PROBLEM DETAILS: Which lines of the records contain "instance"? Collect every one of them.
--*--
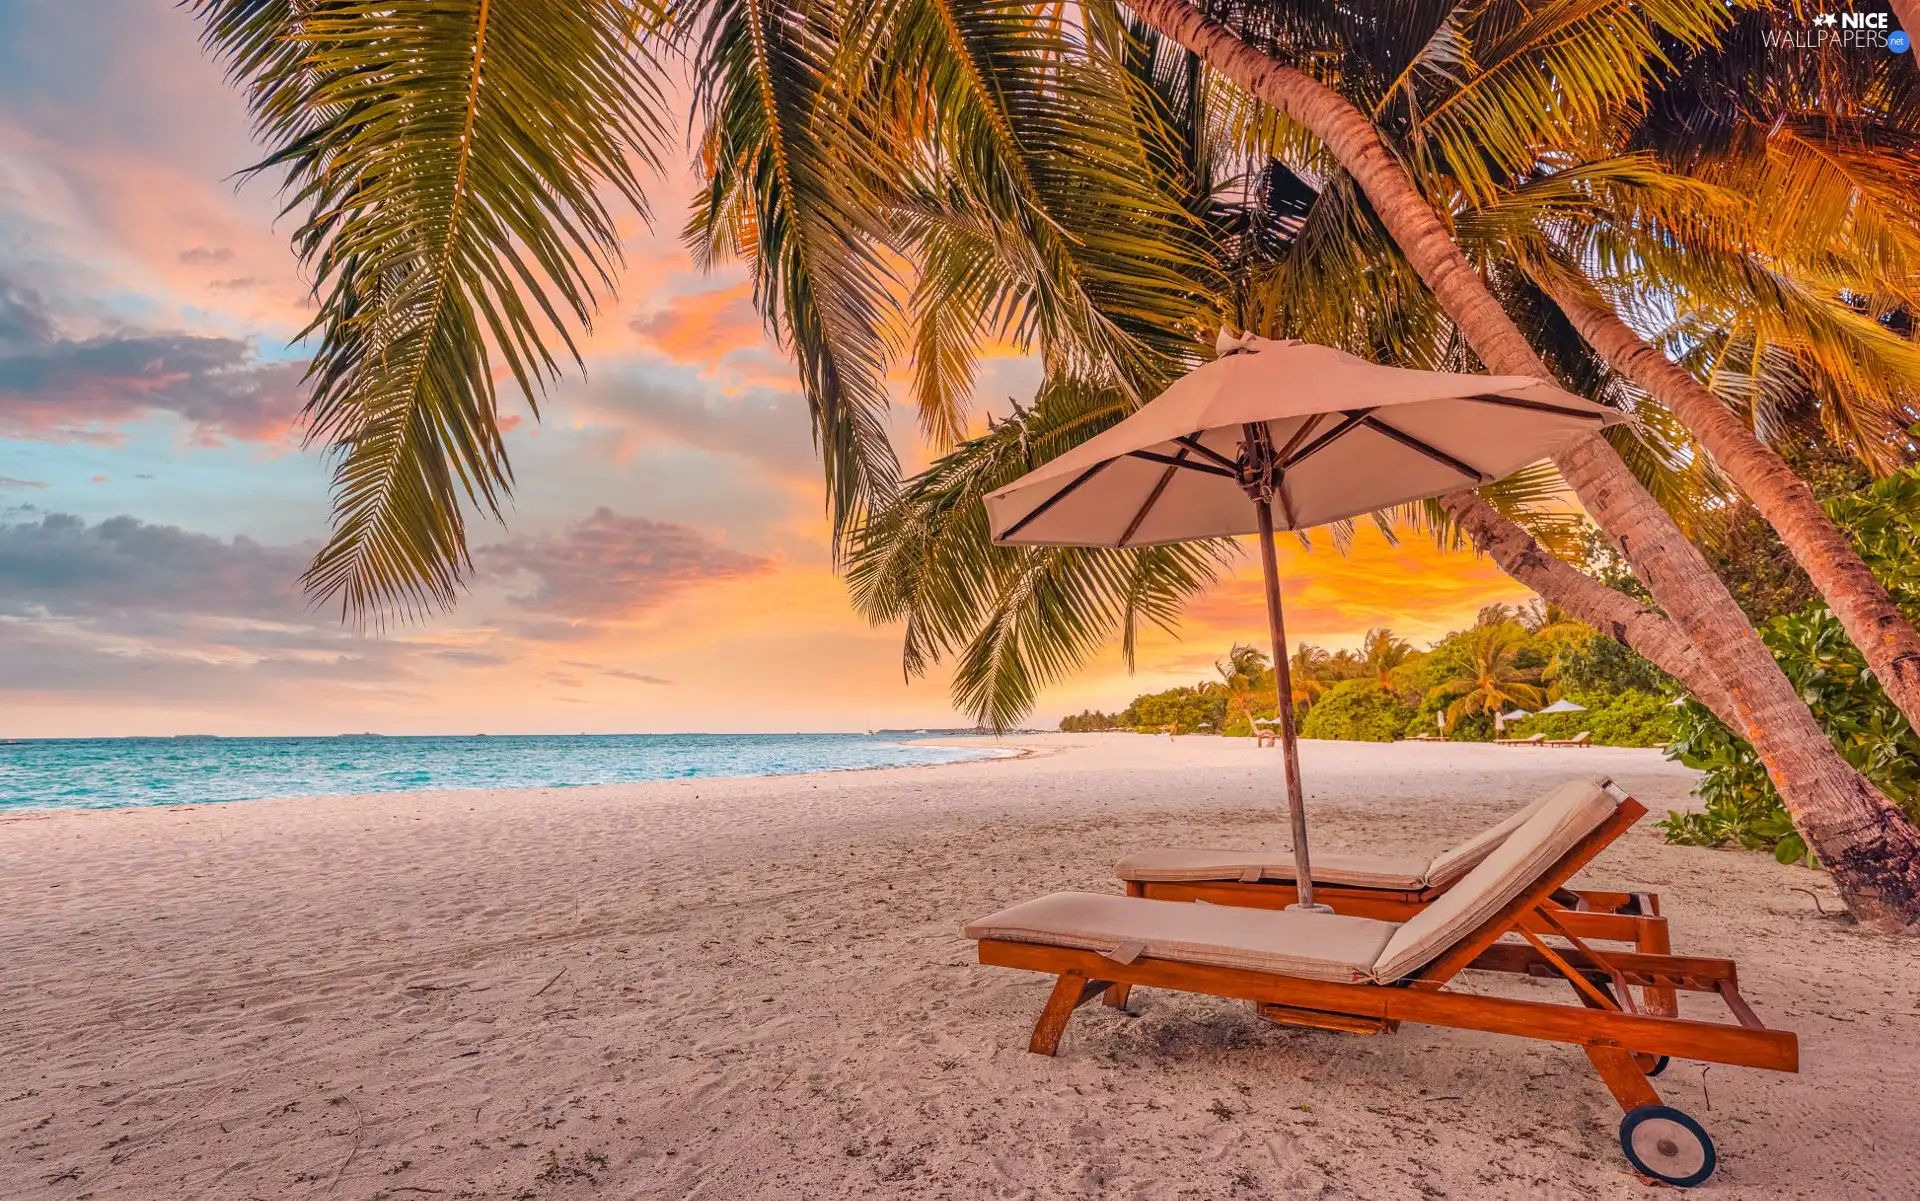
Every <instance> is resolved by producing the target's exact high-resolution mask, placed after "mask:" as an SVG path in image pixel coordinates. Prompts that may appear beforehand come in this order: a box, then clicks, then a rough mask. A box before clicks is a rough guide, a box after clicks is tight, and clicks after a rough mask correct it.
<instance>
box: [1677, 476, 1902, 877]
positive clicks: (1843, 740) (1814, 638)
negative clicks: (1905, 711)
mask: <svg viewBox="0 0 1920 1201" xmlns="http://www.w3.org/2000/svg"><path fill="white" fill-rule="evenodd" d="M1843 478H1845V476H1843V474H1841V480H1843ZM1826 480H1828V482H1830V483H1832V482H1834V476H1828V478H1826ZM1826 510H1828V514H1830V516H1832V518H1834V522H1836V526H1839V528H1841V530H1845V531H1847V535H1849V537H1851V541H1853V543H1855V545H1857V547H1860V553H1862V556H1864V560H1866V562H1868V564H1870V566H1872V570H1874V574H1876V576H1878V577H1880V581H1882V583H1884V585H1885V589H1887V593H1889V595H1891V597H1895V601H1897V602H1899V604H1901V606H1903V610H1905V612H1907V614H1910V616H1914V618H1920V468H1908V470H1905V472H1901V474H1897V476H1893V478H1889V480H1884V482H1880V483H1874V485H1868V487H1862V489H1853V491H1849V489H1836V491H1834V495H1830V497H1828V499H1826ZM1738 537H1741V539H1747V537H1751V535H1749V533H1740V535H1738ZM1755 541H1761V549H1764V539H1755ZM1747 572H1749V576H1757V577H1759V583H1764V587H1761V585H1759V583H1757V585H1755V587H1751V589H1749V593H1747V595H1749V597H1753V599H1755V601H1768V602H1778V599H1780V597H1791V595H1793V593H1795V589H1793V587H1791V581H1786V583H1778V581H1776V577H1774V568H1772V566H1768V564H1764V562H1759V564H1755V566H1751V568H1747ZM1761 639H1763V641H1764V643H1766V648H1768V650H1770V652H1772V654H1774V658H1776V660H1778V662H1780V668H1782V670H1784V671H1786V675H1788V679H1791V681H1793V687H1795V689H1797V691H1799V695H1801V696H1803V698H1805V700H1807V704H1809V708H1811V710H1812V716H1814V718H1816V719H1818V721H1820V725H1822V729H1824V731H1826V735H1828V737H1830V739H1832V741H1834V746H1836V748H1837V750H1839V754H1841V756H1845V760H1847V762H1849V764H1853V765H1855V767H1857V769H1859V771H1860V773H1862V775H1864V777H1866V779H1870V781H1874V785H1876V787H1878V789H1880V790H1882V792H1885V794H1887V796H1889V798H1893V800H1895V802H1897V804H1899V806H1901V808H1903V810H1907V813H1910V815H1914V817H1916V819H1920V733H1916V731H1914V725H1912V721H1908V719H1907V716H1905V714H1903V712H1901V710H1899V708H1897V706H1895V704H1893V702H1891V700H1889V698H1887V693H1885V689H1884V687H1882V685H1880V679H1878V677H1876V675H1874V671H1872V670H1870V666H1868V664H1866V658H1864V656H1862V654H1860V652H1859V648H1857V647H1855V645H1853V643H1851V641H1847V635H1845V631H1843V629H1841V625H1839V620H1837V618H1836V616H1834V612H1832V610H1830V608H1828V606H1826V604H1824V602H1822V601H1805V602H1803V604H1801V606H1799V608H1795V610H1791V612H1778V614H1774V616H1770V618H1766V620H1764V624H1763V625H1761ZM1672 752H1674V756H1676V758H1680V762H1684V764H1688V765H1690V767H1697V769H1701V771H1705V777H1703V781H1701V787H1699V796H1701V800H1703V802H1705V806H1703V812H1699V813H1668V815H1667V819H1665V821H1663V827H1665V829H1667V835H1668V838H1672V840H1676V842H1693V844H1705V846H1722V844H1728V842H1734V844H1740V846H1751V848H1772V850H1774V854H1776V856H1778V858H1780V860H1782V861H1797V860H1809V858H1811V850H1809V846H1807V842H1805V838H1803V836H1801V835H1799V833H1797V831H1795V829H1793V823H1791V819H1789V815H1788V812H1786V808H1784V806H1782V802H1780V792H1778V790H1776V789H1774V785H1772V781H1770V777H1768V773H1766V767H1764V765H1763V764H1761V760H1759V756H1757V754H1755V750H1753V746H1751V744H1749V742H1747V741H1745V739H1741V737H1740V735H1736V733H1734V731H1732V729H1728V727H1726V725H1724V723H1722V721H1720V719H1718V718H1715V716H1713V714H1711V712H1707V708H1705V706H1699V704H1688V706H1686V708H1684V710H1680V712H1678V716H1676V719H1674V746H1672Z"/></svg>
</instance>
--*--
WRITTEN RESPONSE:
Every <instance> is resolved by producing the target's exact high-resolution mask, placed after "mask:" as an SVG path in image pixel coordinates. Prompts that may appear beforehand come in this order: a box, then clicks, then a rough mask. A box before clicks is a rough guide, a box after clicks is tight, and clicks after a rough mask correct it.
<instance>
</instance>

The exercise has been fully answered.